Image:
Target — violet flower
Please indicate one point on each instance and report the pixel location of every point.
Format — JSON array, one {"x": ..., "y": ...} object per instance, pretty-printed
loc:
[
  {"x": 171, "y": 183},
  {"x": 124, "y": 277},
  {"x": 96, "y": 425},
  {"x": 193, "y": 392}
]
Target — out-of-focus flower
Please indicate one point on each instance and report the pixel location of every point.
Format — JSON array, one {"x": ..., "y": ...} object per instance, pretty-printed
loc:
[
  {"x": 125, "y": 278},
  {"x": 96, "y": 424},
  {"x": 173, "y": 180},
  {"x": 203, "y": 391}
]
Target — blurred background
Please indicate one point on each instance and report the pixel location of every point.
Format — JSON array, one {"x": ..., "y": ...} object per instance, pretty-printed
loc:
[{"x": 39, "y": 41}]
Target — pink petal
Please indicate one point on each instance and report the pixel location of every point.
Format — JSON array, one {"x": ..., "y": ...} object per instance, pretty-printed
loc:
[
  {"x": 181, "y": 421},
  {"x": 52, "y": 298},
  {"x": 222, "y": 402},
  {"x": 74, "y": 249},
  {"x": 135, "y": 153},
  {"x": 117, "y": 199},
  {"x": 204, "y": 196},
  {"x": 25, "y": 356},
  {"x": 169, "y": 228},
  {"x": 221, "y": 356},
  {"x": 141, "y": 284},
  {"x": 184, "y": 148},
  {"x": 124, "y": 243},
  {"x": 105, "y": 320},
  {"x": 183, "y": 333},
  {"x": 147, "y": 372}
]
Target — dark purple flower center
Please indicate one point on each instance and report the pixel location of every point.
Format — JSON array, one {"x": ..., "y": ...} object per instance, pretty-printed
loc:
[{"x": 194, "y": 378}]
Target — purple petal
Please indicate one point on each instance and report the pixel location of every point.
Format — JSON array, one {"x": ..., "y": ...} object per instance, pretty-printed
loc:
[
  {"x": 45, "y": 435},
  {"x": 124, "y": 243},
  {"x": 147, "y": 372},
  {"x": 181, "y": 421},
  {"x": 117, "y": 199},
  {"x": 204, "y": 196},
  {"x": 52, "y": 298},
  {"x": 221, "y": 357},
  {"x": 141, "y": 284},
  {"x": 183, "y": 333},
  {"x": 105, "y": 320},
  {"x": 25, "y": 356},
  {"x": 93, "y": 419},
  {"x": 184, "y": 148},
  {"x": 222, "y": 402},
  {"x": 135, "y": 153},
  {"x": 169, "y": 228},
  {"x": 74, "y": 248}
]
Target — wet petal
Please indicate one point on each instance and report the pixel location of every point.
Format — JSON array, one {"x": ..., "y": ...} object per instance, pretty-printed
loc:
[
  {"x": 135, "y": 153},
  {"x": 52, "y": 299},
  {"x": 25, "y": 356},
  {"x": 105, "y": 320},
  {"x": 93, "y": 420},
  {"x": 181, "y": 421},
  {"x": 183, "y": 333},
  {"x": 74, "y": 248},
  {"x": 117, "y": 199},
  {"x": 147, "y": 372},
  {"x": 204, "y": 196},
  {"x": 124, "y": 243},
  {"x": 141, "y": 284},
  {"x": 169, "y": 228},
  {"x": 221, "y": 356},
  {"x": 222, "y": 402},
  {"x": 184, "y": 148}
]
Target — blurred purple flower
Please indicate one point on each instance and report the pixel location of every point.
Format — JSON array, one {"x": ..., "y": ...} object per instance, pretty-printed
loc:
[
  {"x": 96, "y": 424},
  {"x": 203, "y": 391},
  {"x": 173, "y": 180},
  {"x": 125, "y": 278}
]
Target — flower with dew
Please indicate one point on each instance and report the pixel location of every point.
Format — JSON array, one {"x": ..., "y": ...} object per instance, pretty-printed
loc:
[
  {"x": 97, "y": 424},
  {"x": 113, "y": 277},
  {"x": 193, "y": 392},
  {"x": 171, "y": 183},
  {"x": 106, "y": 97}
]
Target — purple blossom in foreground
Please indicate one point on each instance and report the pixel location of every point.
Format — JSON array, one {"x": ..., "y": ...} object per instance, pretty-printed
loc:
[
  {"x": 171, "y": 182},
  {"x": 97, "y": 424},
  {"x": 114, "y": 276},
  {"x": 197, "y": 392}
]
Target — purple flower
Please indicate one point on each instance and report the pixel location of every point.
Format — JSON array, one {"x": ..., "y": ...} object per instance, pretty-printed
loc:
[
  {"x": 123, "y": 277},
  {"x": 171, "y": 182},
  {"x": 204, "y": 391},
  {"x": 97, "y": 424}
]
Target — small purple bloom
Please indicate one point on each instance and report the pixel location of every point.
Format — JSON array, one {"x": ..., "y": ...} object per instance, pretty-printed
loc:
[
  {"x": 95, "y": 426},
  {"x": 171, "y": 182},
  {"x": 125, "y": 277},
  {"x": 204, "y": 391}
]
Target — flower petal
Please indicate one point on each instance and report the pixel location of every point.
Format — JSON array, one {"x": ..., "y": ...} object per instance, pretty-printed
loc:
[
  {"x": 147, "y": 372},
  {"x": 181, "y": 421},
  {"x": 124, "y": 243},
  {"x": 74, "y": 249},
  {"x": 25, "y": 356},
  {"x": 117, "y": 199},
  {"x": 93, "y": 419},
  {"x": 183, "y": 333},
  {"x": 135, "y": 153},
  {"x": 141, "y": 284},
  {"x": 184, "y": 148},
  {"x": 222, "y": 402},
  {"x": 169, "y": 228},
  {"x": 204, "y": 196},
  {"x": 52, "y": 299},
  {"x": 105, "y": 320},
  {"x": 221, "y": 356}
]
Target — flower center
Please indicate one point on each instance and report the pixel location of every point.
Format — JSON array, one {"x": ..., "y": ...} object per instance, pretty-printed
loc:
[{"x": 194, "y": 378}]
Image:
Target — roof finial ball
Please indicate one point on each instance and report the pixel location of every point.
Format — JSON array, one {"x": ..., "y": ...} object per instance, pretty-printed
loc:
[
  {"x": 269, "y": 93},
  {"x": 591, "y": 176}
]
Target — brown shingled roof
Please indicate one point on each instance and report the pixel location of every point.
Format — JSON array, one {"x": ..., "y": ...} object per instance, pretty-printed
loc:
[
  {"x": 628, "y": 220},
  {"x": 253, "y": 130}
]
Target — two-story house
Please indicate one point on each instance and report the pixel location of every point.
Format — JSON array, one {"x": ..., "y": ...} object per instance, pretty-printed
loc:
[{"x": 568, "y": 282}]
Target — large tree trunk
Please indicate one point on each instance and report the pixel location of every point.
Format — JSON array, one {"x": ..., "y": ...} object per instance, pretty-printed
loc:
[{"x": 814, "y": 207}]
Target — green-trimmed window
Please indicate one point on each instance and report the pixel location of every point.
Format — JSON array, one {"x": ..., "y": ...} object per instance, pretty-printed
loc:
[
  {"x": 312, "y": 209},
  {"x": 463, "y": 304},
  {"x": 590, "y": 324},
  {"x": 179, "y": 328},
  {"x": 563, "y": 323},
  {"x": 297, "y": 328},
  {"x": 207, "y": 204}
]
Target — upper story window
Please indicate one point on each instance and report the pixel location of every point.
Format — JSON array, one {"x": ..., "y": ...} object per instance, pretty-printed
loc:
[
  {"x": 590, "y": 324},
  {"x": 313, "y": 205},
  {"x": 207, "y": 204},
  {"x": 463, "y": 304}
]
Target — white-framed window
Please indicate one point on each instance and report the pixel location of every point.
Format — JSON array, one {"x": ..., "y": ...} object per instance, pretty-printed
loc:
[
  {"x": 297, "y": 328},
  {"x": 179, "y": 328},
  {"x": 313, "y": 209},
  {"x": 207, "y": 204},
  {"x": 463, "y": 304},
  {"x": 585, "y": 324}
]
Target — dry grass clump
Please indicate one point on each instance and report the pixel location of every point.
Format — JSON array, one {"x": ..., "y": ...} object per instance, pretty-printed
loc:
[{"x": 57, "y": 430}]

Given task:
Repeat, with no changes, each line from the one with "Target — large tree trunk" to the end of the listing, including both ends and nothing else.

Answer below:
Target — large tree trunk
Please indicate one point on each instance and report the pixel location of every point.
Format — JSON array, one {"x": ..., "y": ...} object per instance, pretty-printed
loc:
[{"x": 814, "y": 207}]
Target — green-trimmed window
Please indicate one point on each instance and report the pixel location of every point.
Format — JSON array, one {"x": ..., "y": ...} object per instance, pretty-printed
loc:
[
  {"x": 312, "y": 209},
  {"x": 463, "y": 304},
  {"x": 590, "y": 324},
  {"x": 179, "y": 328},
  {"x": 563, "y": 323},
  {"x": 297, "y": 328},
  {"x": 207, "y": 204}
]
Target — upper story window
Please indicate one point on each instance and report the pixel location of every point.
Format — JSON array, one {"x": ..., "y": ...} object per instance, pretty-printed
loc:
[
  {"x": 590, "y": 324},
  {"x": 313, "y": 205},
  {"x": 207, "y": 204},
  {"x": 463, "y": 304}
]
Target — white-framed window
Please indicate one point on each instance and report the pixel location of every point.
Format — JSON array, one {"x": ..., "y": ...} object per instance, pretty-printed
loc:
[
  {"x": 297, "y": 328},
  {"x": 179, "y": 328},
  {"x": 313, "y": 209},
  {"x": 207, "y": 204},
  {"x": 463, "y": 304},
  {"x": 585, "y": 324}
]
Target — dry grass clump
Please indicate one point on each instance and report the pixel location of every point.
Format — JSON array, one {"x": ..., "y": ...} object per instance, pretty-printed
loc:
[{"x": 57, "y": 430}]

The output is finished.